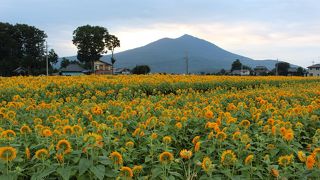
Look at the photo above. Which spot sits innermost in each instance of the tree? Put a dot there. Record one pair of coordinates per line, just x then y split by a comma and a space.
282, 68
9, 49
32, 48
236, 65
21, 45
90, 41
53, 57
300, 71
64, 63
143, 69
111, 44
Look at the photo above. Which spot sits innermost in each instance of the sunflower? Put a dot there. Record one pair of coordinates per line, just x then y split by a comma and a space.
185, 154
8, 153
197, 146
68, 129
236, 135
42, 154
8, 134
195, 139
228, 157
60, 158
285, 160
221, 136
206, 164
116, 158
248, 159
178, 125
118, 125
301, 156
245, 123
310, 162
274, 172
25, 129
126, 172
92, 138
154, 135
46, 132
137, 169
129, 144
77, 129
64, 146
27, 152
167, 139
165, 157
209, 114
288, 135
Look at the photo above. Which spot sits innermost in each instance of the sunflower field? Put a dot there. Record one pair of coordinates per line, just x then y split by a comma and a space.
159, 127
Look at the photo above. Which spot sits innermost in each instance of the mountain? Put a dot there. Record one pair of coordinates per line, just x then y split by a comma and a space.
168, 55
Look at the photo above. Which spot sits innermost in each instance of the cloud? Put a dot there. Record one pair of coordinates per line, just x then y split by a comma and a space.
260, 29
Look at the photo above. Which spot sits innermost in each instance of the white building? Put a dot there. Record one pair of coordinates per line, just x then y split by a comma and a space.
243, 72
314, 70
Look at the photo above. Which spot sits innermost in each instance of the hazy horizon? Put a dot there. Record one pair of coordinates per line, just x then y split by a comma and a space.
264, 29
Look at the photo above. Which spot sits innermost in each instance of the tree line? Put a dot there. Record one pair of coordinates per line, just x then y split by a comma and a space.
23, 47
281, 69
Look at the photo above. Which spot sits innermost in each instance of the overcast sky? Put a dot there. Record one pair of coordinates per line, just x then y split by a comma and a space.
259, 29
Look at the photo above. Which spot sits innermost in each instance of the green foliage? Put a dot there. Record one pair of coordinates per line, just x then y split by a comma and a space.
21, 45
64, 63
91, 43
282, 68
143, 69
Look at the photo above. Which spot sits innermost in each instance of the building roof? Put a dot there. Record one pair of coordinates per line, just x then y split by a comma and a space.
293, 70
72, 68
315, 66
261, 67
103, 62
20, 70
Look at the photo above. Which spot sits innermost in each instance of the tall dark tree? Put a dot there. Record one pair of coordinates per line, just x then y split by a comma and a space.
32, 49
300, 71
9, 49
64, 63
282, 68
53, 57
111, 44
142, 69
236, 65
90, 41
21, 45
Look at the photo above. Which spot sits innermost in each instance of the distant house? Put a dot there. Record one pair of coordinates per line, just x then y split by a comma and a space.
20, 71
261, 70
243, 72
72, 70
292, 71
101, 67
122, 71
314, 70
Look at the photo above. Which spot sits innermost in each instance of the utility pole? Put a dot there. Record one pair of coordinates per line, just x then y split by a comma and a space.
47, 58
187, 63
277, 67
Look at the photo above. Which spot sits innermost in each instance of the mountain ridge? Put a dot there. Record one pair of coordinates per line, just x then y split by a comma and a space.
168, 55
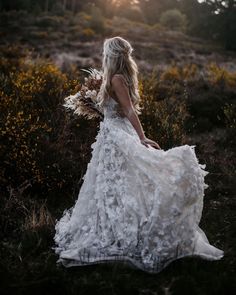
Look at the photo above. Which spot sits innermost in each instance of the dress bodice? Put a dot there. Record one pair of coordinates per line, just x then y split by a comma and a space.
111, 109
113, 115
==
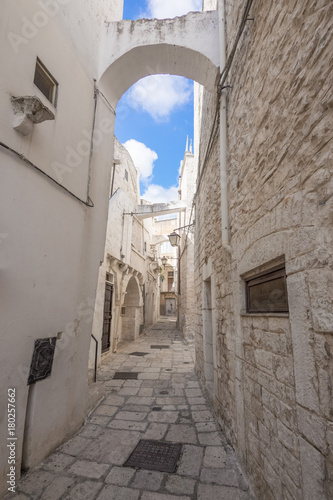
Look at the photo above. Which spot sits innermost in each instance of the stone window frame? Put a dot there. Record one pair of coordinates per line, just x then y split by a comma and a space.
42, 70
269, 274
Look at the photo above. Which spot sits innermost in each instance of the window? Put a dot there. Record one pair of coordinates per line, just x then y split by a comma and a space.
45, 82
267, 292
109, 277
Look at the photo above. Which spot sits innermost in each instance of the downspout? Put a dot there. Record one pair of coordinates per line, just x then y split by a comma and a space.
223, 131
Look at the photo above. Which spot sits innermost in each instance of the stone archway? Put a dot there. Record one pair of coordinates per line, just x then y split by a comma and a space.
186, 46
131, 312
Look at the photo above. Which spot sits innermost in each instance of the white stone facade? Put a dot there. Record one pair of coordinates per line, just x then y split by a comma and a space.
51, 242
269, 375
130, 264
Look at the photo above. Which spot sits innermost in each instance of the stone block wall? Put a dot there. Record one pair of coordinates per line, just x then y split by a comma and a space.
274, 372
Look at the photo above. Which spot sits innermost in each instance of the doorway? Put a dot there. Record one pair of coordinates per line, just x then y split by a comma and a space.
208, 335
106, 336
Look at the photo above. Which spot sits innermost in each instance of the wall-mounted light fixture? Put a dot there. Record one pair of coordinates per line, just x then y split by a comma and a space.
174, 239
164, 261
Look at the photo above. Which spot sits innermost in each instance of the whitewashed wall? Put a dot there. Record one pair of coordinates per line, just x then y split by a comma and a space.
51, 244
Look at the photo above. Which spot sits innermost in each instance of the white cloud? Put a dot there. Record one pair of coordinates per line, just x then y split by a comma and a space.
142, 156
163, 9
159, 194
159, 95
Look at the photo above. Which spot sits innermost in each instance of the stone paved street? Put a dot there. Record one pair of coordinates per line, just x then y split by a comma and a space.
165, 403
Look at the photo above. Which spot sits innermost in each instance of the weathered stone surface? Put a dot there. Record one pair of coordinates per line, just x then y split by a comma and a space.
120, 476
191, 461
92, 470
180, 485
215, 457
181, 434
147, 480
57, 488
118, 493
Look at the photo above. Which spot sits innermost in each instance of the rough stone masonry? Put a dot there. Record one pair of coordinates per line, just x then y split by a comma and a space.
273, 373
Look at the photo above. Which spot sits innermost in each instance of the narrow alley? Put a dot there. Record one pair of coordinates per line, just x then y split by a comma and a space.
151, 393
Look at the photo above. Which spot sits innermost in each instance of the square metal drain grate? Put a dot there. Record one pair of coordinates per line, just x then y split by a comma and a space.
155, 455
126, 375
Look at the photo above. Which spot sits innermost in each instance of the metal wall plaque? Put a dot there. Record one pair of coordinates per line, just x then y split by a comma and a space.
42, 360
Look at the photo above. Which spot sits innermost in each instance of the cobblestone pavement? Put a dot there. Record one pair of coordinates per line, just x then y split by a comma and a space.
* * *
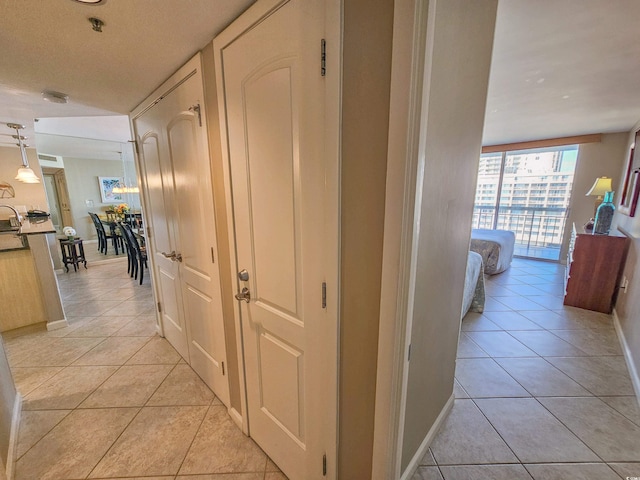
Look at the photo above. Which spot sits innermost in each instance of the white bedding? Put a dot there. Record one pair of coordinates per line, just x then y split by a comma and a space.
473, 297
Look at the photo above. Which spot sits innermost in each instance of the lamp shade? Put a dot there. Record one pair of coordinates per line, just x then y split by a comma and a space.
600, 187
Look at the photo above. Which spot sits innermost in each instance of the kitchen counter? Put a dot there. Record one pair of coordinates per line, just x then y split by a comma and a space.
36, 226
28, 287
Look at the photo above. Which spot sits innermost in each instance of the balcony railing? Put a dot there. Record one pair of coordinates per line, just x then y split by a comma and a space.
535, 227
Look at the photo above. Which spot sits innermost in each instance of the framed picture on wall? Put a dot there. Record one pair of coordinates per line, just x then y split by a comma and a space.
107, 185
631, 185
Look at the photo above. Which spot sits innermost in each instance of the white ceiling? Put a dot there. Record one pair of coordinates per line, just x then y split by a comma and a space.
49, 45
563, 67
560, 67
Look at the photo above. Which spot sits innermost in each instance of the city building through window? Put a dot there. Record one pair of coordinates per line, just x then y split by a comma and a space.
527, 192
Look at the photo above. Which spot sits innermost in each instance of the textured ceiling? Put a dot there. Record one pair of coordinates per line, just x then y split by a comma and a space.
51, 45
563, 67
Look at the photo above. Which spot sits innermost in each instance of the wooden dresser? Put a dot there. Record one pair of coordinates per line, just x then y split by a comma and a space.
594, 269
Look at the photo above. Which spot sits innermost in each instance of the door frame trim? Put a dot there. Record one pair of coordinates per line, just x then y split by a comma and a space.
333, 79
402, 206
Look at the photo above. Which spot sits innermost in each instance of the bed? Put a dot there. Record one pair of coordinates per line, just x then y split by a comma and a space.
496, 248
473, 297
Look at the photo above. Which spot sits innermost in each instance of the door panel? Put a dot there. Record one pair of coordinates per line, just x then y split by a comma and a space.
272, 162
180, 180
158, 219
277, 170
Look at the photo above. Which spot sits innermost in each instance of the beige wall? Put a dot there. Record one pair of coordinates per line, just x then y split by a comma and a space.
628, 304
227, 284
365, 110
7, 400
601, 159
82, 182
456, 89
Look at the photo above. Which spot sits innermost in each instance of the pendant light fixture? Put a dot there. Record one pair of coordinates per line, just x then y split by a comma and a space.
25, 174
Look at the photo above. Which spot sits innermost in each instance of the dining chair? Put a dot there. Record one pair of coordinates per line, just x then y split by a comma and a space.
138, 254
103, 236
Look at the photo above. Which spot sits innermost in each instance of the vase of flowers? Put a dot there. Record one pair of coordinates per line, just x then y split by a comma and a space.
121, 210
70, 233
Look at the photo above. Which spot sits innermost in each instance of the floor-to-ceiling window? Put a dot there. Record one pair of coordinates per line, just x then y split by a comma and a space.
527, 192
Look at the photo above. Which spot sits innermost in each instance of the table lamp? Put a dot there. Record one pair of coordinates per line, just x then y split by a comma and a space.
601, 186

**Task goal:** Locate every line in the listing above that contains the word "plaque", and copy each of those lines in full.

**Reply:**
Look at the photo above. Which spot sits innermost in each instance of the metal wall plaque? Put a dot there. Record one pair of coordinates per line, just x then y split by a comma and a space.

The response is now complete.